(Dataset rows)

----------

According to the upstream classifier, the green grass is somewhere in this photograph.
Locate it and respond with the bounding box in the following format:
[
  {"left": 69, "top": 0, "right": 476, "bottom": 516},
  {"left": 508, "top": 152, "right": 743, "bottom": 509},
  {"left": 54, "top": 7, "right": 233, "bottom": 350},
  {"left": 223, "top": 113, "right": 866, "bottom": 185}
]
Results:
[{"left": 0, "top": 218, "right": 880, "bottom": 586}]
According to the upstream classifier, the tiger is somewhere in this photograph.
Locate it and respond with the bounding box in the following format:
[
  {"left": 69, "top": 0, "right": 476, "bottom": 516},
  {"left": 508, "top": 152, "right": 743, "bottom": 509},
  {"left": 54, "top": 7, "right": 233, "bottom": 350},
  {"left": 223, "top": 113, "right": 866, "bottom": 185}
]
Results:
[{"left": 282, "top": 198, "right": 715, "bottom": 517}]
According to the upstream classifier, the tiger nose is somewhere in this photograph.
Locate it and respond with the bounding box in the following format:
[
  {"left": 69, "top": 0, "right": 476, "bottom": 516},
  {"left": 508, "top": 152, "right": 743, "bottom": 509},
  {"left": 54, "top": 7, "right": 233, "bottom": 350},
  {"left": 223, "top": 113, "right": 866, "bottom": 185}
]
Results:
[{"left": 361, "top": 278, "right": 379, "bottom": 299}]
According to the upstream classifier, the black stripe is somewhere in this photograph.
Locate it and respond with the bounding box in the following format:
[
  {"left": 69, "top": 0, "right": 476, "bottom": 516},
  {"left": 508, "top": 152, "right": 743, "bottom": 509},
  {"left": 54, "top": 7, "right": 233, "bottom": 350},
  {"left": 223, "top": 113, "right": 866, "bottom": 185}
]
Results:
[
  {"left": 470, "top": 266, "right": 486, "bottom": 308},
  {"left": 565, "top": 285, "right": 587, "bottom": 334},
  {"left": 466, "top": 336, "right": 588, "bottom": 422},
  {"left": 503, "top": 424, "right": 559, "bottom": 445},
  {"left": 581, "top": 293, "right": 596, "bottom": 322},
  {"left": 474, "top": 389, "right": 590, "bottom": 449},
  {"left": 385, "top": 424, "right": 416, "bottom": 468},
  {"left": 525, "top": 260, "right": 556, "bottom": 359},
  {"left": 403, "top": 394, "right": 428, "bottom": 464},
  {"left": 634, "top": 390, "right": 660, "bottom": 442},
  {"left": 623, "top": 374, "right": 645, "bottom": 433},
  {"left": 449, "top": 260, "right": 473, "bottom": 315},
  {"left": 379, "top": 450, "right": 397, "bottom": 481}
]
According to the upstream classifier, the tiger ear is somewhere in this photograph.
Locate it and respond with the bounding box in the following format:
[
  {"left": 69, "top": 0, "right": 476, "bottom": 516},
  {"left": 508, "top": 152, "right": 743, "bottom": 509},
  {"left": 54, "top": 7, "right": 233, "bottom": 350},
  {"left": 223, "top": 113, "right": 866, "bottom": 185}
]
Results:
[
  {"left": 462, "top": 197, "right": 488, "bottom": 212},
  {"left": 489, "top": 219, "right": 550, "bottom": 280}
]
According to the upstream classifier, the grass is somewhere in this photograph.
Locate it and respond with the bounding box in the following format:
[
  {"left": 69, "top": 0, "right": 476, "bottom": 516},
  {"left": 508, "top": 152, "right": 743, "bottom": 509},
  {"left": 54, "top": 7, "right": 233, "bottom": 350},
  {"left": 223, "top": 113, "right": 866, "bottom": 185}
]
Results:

----------

TASK — Copy out the entries word for word, starting at the line that contains "According to the upstream classifier, the tiger ear" and ending with the last line of the entries, both included.

ANSWER TO THIS PROBLEM —
According to the upstream classifier, the tiger ear is somewhere in this photograph.
Locate it and respond with the bounding box in the following format:
[
  {"left": 69, "top": 0, "right": 476, "bottom": 516},
  {"left": 508, "top": 152, "right": 743, "bottom": 509},
  {"left": 54, "top": 7, "right": 233, "bottom": 350},
  {"left": 223, "top": 113, "right": 866, "bottom": 185}
]
Results:
[
  {"left": 462, "top": 197, "right": 488, "bottom": 212},
  {"left": 489, "top": 219, "right": 550, "bottom": 280}
]
According to the upstream classifier, the grass is somewhere in this photograph.
Locate it and respond with the bounding box in the following format:
[
  {"left": 69, "top": 0, "right": 476, "bottom": 516},
  {"left": 508, "top": 152, "right": 743, "bottom": 509},
  {"left": 54, "top": 7, "right": 233, "bottom": 350},
  {"left": 223, "top": 113, "right": 866, "bottom": 185}
]
Results:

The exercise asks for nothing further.